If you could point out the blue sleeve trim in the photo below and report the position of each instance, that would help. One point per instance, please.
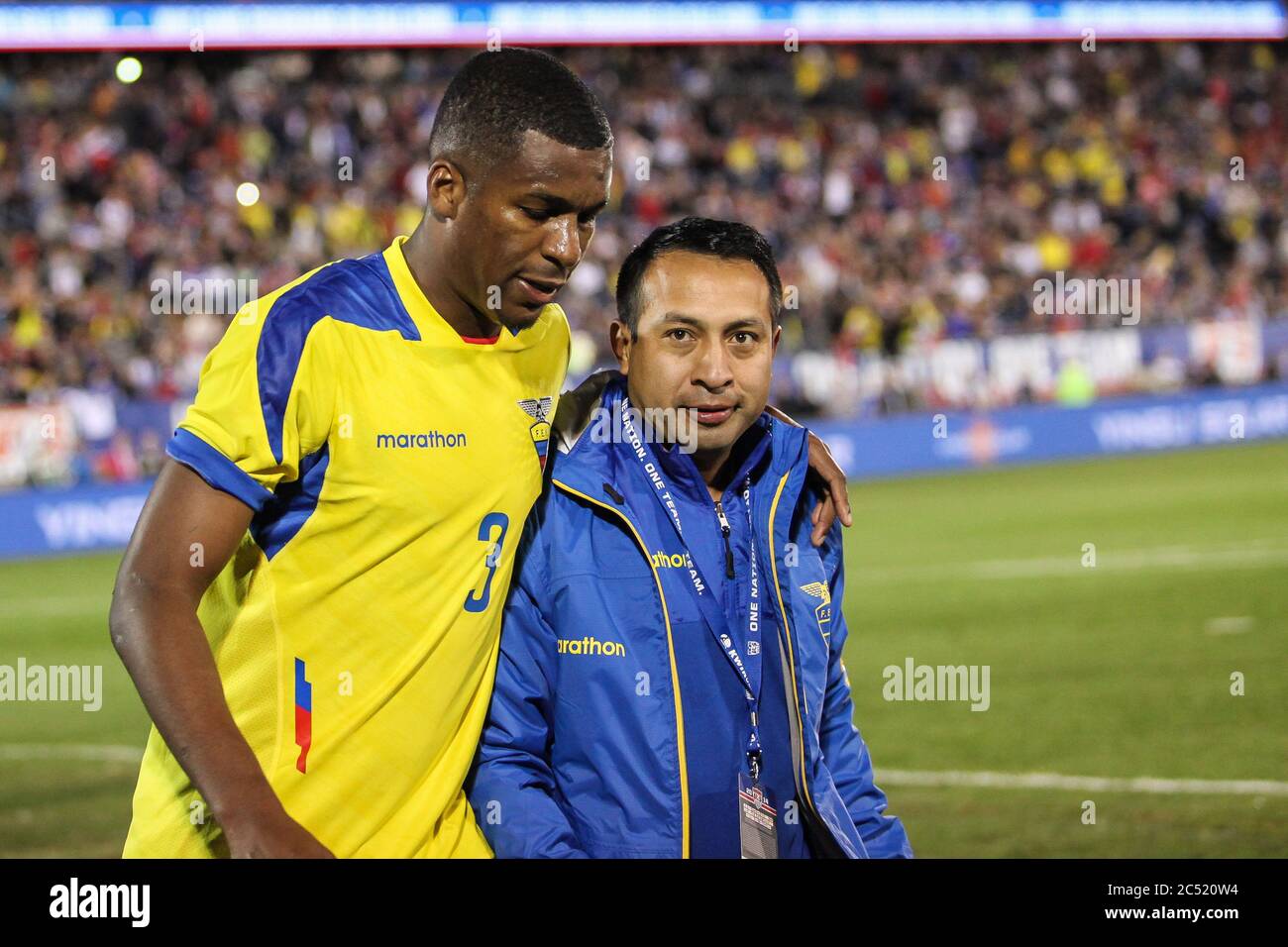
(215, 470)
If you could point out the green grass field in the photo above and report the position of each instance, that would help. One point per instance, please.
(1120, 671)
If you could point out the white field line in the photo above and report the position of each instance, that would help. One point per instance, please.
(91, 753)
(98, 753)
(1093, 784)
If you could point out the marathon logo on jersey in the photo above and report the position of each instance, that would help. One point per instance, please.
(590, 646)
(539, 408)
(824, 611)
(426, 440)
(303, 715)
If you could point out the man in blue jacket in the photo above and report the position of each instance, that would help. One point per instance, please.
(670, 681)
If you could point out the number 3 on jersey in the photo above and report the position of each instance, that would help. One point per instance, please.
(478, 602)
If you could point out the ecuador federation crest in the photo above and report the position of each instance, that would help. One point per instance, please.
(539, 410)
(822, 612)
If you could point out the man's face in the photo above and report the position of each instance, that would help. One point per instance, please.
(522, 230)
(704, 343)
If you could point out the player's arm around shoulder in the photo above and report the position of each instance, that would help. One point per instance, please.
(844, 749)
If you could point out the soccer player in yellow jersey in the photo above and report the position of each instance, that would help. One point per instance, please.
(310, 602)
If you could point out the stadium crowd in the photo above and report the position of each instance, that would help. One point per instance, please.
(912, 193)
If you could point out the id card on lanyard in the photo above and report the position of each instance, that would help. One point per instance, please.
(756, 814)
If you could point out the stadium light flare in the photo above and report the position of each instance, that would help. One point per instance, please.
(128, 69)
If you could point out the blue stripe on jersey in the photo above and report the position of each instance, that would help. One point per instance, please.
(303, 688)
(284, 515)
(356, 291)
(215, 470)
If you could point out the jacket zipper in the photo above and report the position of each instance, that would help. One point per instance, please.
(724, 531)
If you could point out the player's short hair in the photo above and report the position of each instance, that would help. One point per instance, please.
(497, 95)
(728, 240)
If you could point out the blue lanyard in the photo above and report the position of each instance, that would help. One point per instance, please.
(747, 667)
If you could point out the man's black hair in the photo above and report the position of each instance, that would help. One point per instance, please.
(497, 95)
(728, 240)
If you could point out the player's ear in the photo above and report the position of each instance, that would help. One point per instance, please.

-*-*-

_Your task_. Set down the whole listing above word for word, from its first line through its last, and leave the pictures out.

_Correct result_.
If you could point out the blue sleeve trim in the photo below and report the position of each instance, that would help. One point per instance, please.
(215, 470)
If you could point out the green grass field in the photo above and report the position of each instance, that would help. One point per instance, please.
(1120, 671)
If you could point out the white field line in the photo above and report the position of each instance, that would help. One point per instance, please.
(91, 753)
(98, 753)
(1093, 784)
If you could point out the marathon logo on jersey in the photo above and report the position of each instance, that would help. One point per instance, please.
(590, 646)
(539, 408)
(824, 611)
(426, 440)
(303, 715)
If you could point out the man in blue jacket in the photo above and report the position of each instance, that would help. One point per instance, please.
(670, 681)
If you could point out the number 3 on jersey in the photo above and report the position of each instance, that would help. One point per instance, please.
(478, 602)
If you could point out the ecuador federation crest in the photo above and report the position of each instance, that would help. One point per instance, please.
(539, 410)
(822, 612)
If you could point out the man's face in the photo above and report the position of each instance, that would help. One point per instance, please.
(522, 230)
(704, 343)
If you could point out the player's arm around shoulder in the photo above and report the position of each instance, that would help. One point per instance, please.
(844, 749)
If you could point out the soccer player in yellow jersey in the photo above and report the position of each instance, that would help. One point per instance, please.
(310, 602)
If you could point out the stadium crowd in the photo above and report the position of each instance, that would help. One point per instance, please.
(912, 193)
If you could point out the id card on lanyard in the photo above and report the position of each instance, that would help. One point per instance, please.
(756, 814)
If you could point out the stadium light flare in the photo above and report the position of each instance, that would help. One point per instance, please.
(128, 69)
If you could point out the blue stripe on jersey in the photo above and report the position of each instance, that would help. One point per instance, please.
(303, 688)
(284, 515)
(356, 291)
(215, 470)
If you could point out the jacket zipper in the photo above and report the position of each instance, that would help. One point per instance, please.
(724, 531)
If you could point out the player's short hair in the photo above and report the position of each instance, that would help. One point per instance, please.
(497, 95)
(728, 240)
If you could point out the blue lanyard in the photo above and report the position of each instance, that would help. One point per instance, please.
(747, 667)
If you could point out the man's black hair in the photo above and report the position of each instance, that would help. One point per instance, please.
(497, 95)
(728, 240)
If you could point out the player's ear in the photo above and report the position of each instance, that would help. One point per instance, please.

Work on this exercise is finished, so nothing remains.